Aim of the task: Collect every line of the data records below that contains the word "shirt", and note that case counts.
:: Records for this task ::
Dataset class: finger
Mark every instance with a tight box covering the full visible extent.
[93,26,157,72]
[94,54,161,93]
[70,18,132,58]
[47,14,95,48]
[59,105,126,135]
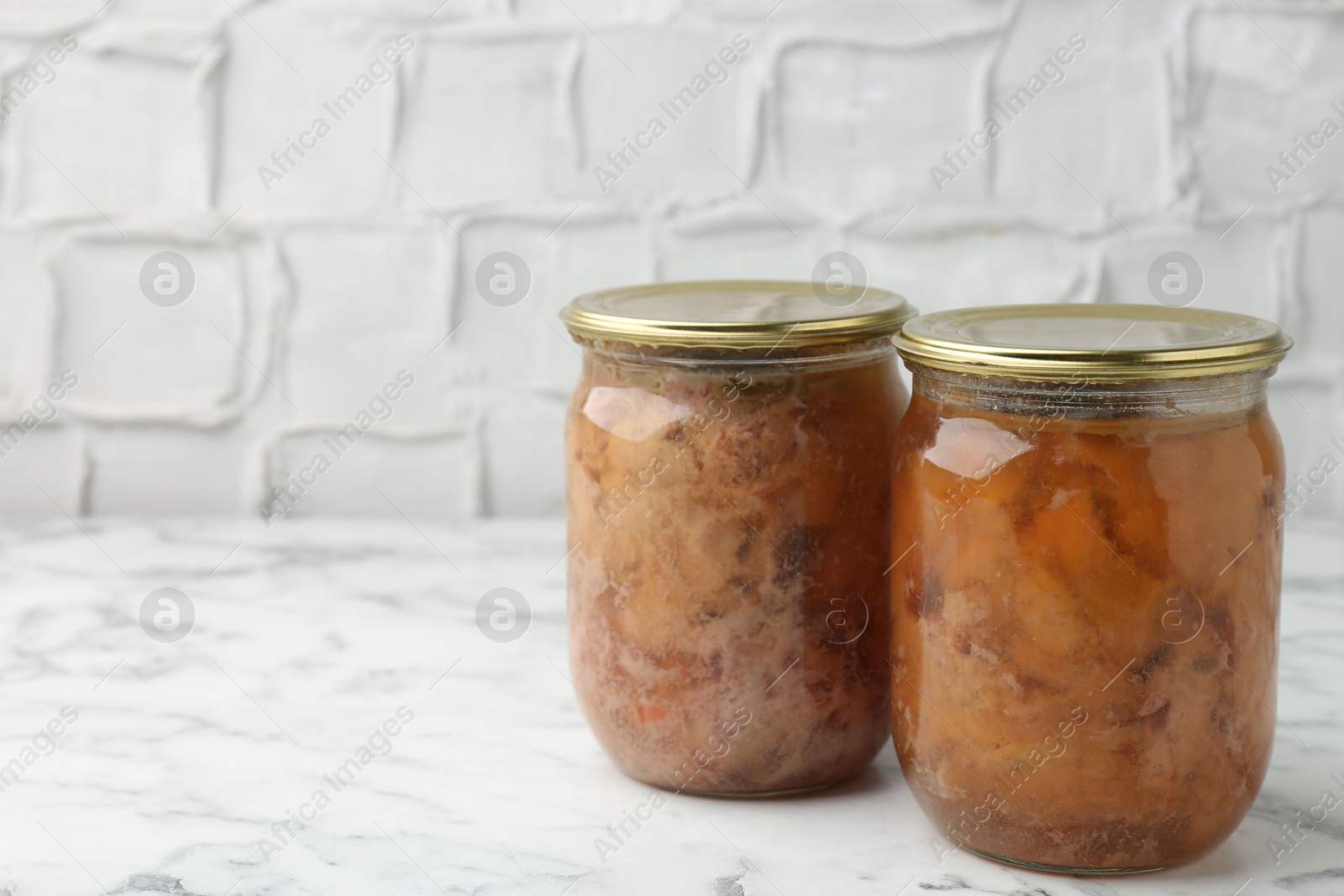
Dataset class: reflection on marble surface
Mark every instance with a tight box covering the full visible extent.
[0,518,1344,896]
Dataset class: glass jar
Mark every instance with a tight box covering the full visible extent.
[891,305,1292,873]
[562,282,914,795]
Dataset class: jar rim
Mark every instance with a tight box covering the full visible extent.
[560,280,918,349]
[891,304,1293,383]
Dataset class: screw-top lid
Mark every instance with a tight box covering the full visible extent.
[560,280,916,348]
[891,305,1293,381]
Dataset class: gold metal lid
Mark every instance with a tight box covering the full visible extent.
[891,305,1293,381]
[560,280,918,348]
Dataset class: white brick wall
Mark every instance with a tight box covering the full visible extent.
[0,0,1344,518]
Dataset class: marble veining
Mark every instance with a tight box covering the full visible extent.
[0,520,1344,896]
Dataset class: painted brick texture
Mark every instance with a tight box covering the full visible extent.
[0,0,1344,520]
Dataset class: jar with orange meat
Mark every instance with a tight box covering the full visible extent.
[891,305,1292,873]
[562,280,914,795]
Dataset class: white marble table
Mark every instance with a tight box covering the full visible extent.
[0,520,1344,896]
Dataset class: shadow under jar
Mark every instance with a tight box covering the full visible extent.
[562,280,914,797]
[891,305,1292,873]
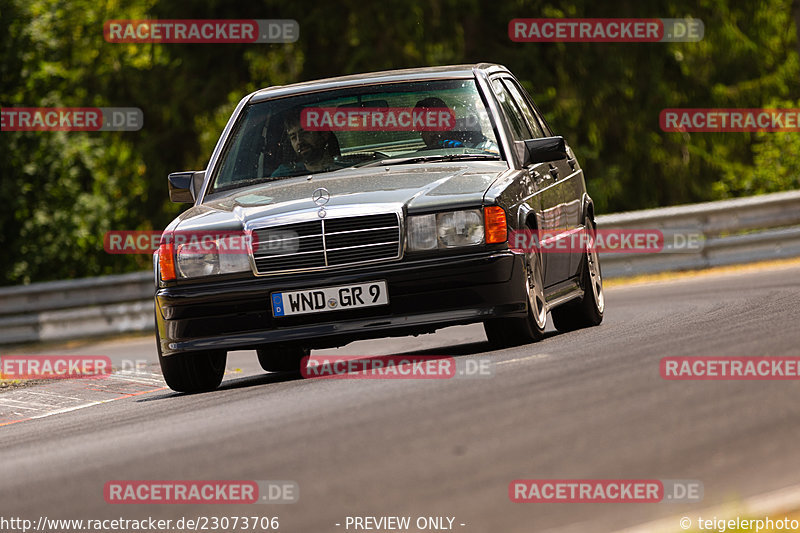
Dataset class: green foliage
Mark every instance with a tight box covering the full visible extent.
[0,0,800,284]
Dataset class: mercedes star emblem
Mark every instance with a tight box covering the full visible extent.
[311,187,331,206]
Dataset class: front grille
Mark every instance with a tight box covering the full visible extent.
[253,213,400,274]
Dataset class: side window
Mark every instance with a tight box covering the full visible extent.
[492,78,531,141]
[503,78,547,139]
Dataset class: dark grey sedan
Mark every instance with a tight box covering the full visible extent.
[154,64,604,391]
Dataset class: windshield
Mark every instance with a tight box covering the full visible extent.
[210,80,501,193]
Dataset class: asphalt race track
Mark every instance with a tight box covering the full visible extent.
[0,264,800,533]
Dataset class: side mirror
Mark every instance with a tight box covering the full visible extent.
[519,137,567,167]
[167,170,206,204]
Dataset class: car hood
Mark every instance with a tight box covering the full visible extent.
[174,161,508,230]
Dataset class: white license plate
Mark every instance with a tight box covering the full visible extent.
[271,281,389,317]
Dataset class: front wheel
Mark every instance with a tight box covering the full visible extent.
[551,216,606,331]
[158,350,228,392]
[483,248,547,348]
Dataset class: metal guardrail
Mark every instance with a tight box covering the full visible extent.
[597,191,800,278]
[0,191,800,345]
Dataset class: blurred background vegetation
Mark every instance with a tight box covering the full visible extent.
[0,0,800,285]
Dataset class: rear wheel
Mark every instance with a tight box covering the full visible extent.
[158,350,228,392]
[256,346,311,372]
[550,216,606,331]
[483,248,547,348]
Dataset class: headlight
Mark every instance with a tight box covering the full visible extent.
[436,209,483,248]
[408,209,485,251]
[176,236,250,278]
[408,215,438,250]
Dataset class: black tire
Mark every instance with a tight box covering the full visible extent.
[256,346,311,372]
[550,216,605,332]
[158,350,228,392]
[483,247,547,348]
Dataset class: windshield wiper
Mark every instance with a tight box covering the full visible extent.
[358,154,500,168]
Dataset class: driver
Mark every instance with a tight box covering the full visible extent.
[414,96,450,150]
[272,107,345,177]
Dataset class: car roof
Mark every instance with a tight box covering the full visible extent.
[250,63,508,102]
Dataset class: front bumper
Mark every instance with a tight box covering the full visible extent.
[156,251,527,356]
:::
:: Records for this task ::
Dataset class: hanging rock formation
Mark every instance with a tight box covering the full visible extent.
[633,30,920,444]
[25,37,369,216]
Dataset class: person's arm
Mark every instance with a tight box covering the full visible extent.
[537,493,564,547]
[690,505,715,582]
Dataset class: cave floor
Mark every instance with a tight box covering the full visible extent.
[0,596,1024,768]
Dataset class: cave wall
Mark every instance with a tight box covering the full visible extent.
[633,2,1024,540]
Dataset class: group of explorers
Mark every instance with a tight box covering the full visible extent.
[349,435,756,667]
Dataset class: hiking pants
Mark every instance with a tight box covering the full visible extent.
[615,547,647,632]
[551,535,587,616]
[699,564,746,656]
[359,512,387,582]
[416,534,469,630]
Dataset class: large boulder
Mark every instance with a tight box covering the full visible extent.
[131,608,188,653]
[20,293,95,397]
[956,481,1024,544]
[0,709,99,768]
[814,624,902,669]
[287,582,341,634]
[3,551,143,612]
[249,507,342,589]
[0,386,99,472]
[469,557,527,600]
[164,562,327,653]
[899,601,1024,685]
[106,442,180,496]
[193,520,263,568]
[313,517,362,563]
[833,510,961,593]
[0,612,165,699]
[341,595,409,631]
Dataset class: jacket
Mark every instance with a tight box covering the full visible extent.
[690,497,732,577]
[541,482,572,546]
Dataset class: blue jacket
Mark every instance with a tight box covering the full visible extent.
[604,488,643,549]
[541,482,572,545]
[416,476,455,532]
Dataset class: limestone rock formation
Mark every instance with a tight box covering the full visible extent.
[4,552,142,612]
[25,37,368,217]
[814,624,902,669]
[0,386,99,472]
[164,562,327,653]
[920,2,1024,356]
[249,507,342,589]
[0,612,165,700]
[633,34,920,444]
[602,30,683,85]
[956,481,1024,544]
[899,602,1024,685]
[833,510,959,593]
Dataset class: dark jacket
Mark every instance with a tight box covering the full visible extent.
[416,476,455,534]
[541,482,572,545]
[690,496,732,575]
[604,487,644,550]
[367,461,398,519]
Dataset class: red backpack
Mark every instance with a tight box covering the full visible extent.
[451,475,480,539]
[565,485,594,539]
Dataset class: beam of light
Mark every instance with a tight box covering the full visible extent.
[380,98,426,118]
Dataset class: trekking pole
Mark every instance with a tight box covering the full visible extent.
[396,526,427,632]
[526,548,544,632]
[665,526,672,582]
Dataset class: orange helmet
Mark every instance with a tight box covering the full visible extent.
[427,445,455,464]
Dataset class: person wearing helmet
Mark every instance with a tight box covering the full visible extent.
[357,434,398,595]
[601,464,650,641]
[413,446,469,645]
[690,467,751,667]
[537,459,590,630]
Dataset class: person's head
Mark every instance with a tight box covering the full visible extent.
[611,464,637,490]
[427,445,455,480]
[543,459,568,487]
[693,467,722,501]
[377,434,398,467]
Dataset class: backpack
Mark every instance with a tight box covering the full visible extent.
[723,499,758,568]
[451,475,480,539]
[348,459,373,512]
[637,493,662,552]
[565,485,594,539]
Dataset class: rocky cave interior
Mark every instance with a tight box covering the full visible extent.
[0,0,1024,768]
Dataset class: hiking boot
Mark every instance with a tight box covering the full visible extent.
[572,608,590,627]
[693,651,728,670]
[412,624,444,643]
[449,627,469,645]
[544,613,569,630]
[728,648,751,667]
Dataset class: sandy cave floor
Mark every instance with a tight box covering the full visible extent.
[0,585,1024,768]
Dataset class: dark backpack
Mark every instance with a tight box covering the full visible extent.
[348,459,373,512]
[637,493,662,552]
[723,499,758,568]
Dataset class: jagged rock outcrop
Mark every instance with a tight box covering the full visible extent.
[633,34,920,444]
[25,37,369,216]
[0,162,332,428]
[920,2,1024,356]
:::
:: Records for this task ::
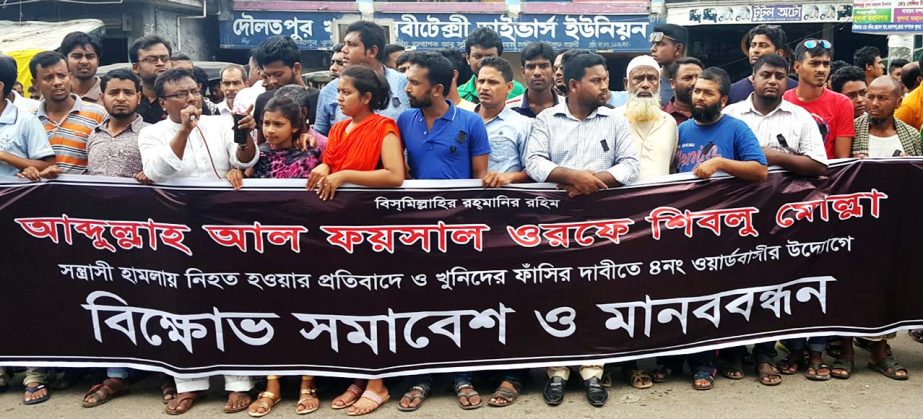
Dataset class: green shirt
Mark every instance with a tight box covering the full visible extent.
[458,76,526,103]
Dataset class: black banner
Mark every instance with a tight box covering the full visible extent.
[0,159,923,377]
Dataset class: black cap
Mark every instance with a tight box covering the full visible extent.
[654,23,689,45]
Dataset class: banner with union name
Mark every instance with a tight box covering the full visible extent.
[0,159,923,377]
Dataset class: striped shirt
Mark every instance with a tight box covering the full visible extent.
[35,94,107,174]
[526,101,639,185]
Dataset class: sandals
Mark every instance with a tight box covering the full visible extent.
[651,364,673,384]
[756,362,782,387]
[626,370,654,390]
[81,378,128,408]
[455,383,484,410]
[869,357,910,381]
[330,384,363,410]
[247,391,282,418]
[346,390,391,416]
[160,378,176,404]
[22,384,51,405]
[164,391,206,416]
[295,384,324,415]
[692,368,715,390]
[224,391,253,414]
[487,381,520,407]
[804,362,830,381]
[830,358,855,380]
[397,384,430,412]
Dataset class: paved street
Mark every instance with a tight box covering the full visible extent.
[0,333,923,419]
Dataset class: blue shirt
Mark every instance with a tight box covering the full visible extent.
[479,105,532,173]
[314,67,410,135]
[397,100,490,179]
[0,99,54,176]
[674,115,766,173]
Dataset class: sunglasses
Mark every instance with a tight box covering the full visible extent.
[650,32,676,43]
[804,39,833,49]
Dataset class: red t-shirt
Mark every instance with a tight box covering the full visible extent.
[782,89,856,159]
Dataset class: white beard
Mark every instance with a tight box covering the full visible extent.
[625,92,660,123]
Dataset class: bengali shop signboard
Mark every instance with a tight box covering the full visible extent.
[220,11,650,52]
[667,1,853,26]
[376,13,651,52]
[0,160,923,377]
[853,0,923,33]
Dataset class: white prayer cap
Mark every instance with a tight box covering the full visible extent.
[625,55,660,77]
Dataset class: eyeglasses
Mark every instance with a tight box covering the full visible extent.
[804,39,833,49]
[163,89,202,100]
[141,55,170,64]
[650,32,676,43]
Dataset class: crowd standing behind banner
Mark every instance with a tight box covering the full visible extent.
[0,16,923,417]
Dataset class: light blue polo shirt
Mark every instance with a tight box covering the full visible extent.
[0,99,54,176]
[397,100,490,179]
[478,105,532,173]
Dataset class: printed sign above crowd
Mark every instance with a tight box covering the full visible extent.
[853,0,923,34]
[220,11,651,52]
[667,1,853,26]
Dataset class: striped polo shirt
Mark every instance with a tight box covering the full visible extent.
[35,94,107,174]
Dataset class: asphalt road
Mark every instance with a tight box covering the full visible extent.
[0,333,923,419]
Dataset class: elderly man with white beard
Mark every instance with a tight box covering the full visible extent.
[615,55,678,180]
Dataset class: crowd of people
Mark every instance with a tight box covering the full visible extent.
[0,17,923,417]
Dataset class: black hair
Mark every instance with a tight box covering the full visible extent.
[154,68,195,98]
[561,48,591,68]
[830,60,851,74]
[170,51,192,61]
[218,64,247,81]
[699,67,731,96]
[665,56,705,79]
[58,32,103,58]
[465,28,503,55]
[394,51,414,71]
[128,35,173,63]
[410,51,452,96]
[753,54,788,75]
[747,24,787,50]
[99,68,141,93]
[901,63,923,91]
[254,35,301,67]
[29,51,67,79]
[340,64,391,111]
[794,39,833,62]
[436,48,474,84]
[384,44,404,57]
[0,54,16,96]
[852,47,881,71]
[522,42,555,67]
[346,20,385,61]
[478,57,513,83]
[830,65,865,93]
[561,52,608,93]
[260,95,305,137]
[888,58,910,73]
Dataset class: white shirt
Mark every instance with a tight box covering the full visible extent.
:::
Correct answer:
Dataset class: green shirt
Dataset class: striped shirt
Dataset class: blue shirt
Dataset class: red t-shirt
Dataset class: light blue polo shirt
Dataset class: striped polo shirt
Dataset class: white shirt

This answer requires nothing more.